▶ Exercise objective
Edit the records from the start through the line with "positive clicks: (423, 274)", changing "rough mask" to "coarse mask" and leaving all else as it is.

▶ Exercise materials
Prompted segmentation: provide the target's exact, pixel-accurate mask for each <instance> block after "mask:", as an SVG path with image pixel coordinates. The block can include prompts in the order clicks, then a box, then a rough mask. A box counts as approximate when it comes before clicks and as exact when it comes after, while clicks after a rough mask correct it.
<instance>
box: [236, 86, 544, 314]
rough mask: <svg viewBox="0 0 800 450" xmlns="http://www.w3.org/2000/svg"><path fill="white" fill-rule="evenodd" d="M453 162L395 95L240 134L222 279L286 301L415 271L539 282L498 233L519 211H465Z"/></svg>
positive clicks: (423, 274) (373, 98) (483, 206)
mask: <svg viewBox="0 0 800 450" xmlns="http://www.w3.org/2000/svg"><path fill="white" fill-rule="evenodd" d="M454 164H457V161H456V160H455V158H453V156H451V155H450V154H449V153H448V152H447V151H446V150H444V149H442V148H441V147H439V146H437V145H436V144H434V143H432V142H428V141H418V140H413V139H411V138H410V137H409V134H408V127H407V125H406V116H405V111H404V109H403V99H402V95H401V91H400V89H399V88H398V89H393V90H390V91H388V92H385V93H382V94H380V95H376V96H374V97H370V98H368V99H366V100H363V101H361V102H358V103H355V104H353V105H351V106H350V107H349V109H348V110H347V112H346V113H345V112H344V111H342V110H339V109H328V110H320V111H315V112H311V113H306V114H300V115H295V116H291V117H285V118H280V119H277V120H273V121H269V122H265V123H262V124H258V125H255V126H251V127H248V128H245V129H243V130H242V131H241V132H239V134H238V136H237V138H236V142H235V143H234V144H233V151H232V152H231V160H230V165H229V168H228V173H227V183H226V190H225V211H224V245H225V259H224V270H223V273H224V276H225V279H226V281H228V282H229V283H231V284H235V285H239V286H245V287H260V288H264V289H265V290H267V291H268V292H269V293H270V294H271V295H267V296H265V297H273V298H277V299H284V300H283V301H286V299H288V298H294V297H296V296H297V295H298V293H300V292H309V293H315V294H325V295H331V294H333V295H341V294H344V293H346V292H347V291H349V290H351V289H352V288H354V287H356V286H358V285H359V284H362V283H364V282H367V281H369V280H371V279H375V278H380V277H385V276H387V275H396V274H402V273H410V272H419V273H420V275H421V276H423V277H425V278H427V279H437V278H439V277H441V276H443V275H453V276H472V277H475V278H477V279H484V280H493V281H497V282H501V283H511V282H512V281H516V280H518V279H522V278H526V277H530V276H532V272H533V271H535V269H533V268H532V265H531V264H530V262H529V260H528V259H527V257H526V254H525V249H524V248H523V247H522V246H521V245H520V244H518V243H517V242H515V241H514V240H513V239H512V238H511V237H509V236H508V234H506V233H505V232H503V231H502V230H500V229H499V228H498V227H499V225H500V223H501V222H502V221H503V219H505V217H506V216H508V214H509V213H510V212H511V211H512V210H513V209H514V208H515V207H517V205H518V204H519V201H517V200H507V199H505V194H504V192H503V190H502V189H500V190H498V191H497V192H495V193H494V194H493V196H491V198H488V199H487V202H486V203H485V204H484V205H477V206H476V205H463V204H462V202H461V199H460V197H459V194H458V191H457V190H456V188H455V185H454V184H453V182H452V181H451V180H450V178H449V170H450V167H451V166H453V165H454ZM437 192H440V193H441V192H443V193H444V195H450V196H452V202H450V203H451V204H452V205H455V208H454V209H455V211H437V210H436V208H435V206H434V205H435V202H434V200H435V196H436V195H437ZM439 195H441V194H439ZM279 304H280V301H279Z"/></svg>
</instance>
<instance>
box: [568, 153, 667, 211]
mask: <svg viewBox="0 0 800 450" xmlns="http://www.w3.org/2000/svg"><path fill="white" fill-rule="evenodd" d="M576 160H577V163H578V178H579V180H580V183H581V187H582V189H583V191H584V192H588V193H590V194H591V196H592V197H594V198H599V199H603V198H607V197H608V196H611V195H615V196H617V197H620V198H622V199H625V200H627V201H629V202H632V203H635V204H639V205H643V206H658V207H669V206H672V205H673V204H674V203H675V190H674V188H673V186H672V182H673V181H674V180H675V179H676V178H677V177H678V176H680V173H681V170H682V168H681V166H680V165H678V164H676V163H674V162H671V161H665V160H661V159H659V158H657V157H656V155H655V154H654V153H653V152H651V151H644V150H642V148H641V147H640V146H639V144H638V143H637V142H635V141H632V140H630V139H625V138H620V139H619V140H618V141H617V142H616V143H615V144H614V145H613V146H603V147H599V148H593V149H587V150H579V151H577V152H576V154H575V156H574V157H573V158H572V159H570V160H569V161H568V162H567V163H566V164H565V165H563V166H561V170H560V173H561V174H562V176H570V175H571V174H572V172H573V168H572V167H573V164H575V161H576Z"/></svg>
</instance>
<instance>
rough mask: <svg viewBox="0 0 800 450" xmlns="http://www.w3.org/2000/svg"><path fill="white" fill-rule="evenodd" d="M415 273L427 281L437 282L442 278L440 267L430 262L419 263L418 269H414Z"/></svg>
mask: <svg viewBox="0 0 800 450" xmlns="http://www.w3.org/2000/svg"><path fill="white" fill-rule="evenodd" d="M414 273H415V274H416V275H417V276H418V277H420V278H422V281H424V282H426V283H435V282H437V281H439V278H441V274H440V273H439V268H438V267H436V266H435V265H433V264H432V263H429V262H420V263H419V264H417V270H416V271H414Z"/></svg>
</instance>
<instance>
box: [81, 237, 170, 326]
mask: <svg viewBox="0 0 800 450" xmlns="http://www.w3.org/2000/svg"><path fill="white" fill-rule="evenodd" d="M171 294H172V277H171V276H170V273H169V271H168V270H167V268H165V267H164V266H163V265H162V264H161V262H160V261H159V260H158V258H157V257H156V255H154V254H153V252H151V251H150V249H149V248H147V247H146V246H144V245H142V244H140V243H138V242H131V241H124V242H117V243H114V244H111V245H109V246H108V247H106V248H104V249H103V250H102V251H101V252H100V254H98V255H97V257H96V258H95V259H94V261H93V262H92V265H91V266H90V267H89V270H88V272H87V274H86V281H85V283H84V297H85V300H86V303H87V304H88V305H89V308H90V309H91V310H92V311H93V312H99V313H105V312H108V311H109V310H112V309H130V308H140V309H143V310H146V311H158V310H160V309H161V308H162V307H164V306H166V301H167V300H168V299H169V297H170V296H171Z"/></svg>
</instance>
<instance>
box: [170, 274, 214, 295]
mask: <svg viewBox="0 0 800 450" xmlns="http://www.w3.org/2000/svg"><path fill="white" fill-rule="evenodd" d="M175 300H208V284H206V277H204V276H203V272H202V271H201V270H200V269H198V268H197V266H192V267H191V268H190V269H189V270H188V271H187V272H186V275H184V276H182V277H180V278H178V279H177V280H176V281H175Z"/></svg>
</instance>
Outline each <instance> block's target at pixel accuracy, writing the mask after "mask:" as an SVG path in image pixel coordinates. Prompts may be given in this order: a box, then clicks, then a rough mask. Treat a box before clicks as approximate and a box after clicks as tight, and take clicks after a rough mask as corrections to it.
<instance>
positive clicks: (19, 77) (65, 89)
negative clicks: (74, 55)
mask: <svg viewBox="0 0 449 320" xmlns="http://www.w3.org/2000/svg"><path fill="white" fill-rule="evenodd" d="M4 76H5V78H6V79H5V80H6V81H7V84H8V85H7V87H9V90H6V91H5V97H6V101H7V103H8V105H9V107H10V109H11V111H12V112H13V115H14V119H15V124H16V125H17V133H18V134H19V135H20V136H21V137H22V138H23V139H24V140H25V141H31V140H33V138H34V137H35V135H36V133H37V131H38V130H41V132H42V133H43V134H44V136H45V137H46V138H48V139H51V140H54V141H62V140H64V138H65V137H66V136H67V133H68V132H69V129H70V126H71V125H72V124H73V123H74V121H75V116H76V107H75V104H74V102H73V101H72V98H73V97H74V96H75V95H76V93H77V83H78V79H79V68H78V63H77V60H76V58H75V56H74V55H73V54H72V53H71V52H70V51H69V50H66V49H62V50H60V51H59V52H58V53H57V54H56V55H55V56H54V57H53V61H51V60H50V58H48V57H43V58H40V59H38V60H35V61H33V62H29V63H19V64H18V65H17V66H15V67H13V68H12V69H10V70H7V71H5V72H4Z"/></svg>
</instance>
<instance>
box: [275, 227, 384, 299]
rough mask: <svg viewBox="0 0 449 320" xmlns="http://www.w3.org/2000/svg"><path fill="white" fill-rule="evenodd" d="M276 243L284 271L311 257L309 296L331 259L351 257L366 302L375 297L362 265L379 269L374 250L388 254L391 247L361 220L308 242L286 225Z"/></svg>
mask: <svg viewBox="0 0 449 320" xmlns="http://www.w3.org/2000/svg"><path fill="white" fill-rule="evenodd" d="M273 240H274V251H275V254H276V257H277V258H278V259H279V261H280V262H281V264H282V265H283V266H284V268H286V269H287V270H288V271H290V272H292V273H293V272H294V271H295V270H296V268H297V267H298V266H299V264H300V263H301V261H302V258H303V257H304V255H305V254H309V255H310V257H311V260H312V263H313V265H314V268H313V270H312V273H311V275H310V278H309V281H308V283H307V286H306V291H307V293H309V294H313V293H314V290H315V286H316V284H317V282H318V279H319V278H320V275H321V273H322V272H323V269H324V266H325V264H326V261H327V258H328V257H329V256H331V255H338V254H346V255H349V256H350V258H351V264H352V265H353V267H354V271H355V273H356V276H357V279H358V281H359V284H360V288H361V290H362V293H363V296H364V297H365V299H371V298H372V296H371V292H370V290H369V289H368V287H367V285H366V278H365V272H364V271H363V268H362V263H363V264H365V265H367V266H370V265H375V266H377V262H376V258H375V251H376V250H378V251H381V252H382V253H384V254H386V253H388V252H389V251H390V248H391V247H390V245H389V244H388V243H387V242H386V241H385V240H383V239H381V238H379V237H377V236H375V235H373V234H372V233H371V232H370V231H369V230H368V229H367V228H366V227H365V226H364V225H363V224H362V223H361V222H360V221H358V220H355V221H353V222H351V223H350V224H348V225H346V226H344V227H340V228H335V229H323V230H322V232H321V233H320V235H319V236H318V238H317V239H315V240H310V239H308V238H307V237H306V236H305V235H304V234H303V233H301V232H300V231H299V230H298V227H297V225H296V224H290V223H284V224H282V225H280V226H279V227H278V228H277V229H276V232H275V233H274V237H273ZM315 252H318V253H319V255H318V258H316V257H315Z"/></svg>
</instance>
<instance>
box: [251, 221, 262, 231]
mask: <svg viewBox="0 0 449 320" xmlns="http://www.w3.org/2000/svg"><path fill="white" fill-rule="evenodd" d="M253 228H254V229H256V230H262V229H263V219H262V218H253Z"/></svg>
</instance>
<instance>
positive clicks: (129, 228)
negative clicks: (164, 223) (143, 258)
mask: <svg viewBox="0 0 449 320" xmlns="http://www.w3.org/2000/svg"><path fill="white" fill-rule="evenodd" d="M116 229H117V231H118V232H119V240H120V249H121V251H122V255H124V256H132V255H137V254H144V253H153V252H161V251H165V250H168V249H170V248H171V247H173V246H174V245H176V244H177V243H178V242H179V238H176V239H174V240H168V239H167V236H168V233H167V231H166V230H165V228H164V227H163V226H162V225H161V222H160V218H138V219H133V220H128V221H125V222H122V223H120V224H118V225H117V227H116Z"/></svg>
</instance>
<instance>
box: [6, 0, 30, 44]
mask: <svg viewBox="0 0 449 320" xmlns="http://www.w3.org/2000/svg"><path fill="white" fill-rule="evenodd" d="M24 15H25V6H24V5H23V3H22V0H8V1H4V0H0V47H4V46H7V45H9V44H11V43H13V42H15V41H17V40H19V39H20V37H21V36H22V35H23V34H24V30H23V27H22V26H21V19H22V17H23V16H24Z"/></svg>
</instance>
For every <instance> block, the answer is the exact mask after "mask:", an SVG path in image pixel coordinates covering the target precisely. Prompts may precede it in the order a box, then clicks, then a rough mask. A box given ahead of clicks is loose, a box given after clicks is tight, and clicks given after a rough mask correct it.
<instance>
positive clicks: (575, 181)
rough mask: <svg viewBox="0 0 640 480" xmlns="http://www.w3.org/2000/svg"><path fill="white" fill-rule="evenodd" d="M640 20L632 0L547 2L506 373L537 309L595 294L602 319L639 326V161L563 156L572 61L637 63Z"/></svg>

▶ Answer to this exercise
Prompted segmentation: provide the target's exact, pixel-accurate mask for each <instance> block after "mask:", as an SVG path with image pixel coordinates. The block can include prompts in the order clicks, then a box, then a coarse mask. A box counts as approximate when it comes before clicks and as exact when it comes after, while clicks after a coarse mask correct it.
<instance>
box: [236, 86, 544, 314]
coarse mask: <svg viewBox="0 0 800 450" xmlns="http://www.w3.org/2000/svg"><path fill="white" fill-rule="evenodd" d="M453 162L395 95L240 134L222 279L286 301L415 271L539 282L498 233L519 211H465Z"/></svg>
positive clicks: (423, 274) (373, 98) (483, 206)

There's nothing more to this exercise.